(What is required)
Reproduce every line of the listing below verbatim, with no changes.

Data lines

Start

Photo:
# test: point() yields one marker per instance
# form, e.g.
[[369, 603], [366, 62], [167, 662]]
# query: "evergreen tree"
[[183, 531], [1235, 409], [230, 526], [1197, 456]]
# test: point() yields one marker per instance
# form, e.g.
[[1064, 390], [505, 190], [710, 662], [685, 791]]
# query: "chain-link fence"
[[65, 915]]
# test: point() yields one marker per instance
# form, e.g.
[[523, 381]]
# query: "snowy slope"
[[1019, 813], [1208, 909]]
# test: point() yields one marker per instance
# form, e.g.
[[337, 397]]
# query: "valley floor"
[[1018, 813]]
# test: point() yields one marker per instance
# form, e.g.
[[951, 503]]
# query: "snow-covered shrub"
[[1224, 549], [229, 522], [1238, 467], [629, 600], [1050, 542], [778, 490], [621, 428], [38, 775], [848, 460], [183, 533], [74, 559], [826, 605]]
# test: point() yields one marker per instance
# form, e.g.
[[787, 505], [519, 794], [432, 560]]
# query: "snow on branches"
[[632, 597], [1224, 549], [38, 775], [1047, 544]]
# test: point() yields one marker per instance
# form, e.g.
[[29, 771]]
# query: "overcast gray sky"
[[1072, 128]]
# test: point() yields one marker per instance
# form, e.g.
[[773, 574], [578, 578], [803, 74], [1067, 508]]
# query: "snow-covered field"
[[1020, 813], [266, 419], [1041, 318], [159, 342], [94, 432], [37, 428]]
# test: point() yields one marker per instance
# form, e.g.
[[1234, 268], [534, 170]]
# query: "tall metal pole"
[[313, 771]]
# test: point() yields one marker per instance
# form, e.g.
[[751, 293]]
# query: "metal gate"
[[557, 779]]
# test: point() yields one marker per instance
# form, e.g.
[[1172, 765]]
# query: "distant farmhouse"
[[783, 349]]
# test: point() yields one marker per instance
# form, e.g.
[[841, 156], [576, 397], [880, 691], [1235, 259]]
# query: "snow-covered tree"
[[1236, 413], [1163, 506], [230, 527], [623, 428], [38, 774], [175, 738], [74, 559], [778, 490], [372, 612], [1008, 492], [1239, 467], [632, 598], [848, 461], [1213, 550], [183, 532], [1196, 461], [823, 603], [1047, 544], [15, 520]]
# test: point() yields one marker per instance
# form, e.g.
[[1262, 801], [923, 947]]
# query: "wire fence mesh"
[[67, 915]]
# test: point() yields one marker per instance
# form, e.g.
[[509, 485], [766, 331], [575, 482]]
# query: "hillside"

End

(Solution for this task)
Photo:
# test: point() yields one marker per instance
# form, e.g.
[[369, 603], [366, 62], [167, 662]]
# query: "evergreen tree"
[[183, 531], [1235, 409], [230, 526], [1197, 456]]
# test: point() yields one marker per instance
# form, e.g.
[[1064, 390], [505, 190], [710, 662], [685, 791]]
# query: "chain-link fence"
[[65, 915]]
# test: point() yields one marker per instance
# form, e.g.
[[523, 381]]
# query: "snowy slope"
[[1019, 813], [1208, 909]]
# test: point() yields one marker per instance
# form, e.g.
[[337, 397]]
# query: "valley floor"
[[1018, 813]]
# test: point() yields one marker per instance
# form, e.g.
[[951, 503]]
# query: "snow-covered shrub"
[[1224, 549], [229, 522], [1238, 467], [629, 600], [1050, 542], [778, 490], [621, 428], [38, 775], [848, 460], [183, 533], [74, 559], [826, 605]]
# test: point() yields one marker per instance
# form, e.g.
[[787, 505], [519, 794], [432, 560]]
# query: "snow on branches"
[[632, 597], [1224, 549], [38, 775], [1047, 544]]
# test: point() yields one marker per instance
# form, e.g.
[[29, 771]]
# query: "overcast gray sky"
[[1072, 128]]
# test: point() yields one marker per instance
# form, e.g.
[[773, 574], [578, 578], [803, 74], [1067, 508]]
# query: "snow-covered field"
[[1020, 813], [266, 419], [1041, 318], [159, 342], [94, 432], [37, 428]]
# test: point() yields one marker per instance
# form, e.g.
[[1234, 268], [534, 170]]
# query: "tall metal pole"
[[313, 771]]
# test: point() yields one marker per instance
# form, e.g.
[[751, 293]]
# query: "metal gate"
[[557, 779]]
# test: point() yields one marker per instance
# form, e.g.
[[1172, 765]]
# query: "distant farmhouse"
[[783, 349]]
# test: point() yields one marker per instance
# form, e.g.
[[841, 156], [576, 397], [880, 691], [1235, 259]]
# query: "snow-covered tree"
[[1236, 413], [1163, 506], [230, 527], [623, 428], [38, 774], [175, 738], [74, 559], [778, 490], [372, 612], [1008, 492], [1239, 467], [632, 598], [848, 461], [1213, 550], [183, 532], [1196, 461], [823, 603], [1047, 544], [15, 520]]
# test: point() yields one marker per instance
# form, e.g.
[[1262, 801], [923, 947]]
# query: "wire fence mesh"
[[67, 915]]
# test: point() yields one marker per instance
# form, e.g.
[[509, 485], [766, 331], [575, 482]]
# query: "hillside"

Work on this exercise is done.